_TEXT SECTION:_
-*-

Italian OCR Error Correction Sequence-to-Sequence Model

Model Details

This model represents the first version of an experimental sequence-to-sequence architecture designed specifically for the Italian language. It aims to correct approximately 93% of the errors generated by low-quality Optical Character Recognition (OCR) systems, which tend to perform poorly on Italian text. By taking raw, OCR-scanned text as input, the model outputs the corrected version of the text, significantly reducing errors and improving readability and accuracy.

Intended Use

Primary Use: This model is intended for use in processing and correcting Italian text that has been digitized using OCR technology. It is particularly useful for texts scanned at low quality, where the OCR's error rate is noticeably high.
Users: It is designed for developers, researchers, and archivists working with Italian historical documents, books, and any digitized material where OCR errors are prevalent.

Limitations

While the model corrects approximately 93% of OCR errors, there may be certain types of errors or specific contexts where its performance could be lower.
The model is specifically trained on Italian text and may not perform well on texts in other languages or texts that include significant amounts of non-Italian languages.

-*-

_ROWS:_

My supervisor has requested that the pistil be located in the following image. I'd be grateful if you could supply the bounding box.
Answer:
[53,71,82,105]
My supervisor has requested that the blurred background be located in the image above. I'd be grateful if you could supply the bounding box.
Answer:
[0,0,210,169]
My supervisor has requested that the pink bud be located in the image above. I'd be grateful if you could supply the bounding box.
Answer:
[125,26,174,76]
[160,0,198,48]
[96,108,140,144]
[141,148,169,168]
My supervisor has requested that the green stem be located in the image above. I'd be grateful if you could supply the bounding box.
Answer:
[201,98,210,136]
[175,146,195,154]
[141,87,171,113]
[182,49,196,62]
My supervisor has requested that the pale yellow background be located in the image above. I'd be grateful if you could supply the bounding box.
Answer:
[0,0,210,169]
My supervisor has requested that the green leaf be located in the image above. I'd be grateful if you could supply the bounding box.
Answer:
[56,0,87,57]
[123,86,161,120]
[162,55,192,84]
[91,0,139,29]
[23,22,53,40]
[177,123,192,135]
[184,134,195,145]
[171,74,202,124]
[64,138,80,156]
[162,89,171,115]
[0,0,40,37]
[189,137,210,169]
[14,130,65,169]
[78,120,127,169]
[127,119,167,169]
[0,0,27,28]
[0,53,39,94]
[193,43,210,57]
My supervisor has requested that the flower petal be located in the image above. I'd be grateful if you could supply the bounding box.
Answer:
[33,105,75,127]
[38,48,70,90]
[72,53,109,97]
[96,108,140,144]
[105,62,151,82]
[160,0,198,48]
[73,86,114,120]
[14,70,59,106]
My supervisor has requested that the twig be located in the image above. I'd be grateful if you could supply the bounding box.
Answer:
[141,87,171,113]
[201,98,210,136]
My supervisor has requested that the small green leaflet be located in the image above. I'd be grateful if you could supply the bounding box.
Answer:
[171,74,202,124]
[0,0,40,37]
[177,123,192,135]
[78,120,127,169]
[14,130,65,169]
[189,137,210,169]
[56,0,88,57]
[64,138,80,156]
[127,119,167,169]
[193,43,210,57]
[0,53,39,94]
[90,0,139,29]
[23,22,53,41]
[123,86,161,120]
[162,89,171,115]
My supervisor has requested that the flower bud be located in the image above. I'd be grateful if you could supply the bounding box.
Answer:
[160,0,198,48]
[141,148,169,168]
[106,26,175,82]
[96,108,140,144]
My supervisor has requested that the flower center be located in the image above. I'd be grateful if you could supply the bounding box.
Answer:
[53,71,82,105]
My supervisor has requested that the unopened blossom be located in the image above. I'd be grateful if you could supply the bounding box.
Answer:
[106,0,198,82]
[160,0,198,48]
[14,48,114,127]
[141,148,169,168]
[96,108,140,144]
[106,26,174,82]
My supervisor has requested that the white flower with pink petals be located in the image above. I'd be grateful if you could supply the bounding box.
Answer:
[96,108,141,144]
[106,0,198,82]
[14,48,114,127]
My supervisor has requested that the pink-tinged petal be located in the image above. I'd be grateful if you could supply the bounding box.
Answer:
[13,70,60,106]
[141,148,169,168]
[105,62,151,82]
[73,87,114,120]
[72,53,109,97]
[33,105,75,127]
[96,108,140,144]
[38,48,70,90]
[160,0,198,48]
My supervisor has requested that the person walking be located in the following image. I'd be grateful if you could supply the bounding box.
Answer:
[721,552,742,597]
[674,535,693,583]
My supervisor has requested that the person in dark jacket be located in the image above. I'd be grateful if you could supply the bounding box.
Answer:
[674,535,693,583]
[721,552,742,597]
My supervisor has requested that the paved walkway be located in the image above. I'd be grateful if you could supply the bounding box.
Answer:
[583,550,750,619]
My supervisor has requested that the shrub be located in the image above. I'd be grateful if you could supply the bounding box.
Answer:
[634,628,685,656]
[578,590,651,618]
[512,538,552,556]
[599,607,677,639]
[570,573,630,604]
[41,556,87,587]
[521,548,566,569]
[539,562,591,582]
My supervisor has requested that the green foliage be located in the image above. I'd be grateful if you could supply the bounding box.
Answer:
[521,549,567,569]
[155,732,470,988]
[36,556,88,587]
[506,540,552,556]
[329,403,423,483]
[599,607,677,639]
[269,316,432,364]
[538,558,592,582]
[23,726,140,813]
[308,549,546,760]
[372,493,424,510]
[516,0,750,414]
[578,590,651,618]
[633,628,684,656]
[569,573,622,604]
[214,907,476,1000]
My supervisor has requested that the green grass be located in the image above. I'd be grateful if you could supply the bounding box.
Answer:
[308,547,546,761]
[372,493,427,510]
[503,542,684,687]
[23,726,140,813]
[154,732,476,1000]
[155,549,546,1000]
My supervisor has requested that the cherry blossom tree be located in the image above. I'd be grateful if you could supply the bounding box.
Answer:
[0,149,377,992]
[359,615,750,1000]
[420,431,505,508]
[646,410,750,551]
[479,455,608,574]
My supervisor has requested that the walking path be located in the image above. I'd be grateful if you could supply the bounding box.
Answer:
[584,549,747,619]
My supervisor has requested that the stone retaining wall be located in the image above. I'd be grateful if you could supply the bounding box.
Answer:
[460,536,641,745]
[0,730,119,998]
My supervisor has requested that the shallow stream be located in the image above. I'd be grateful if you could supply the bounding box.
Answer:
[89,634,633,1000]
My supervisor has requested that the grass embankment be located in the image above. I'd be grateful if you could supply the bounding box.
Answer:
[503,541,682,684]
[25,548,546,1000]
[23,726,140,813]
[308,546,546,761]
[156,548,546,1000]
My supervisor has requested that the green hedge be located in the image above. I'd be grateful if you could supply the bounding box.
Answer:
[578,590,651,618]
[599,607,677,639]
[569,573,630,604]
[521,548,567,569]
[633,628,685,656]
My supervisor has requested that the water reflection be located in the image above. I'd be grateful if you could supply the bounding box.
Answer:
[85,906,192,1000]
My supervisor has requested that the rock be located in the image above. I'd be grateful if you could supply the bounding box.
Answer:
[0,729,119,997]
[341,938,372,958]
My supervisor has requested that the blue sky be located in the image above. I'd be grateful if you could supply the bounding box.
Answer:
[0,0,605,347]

-*-

_DIRECTION A:_
In the description of the Italian OCR error correction model, what share of OCR errors is the model said to correct?
_DIRECTION B:_
Carry the description of the Italian OCR error correction model forward from its final sentence.

_EXERCISE OUTPUT A:_
Approximately 93% of them.

_EXERCISE OUTPUT B:_
How to Use

import torch
from transformers import AutoTokenizer, AutoModelForSeq2SeqLM
device = "cuda" if torch.cuda.is_available() else "cpu"
MODEL_NAME = "DeepMount00/OCR_corrector"

model = AutoModelForSeq2SeqLM.from_pretrained(MODEL_NAME).eval()
tokenizer = AutoTokenizer.from_pretrained(MODEL_NAME)
model.to(device)
my_text = "In un'epca lontnaa, un re goernava le sue tere con saggez2a e giustiia. Sotot il suo regno, il rgeno prosperava e la getne era flice. Ma un gionro, un drgoa feroce attcò il regno, semniando ditruzione e paurra tra i suoi abtanti."
inputs = tokenizer(my_text, return_tensors="pt").to(device)
outputs = model.generate(input_ids=inputs['input_ids'],
               attention_mask=inputs['attention_mask'],
               num_beams=2, max_length=1050, top_k=10)
clean_text = tokenizer.decode(outputs[0], skip_special_tokens=True)
print(clean_text)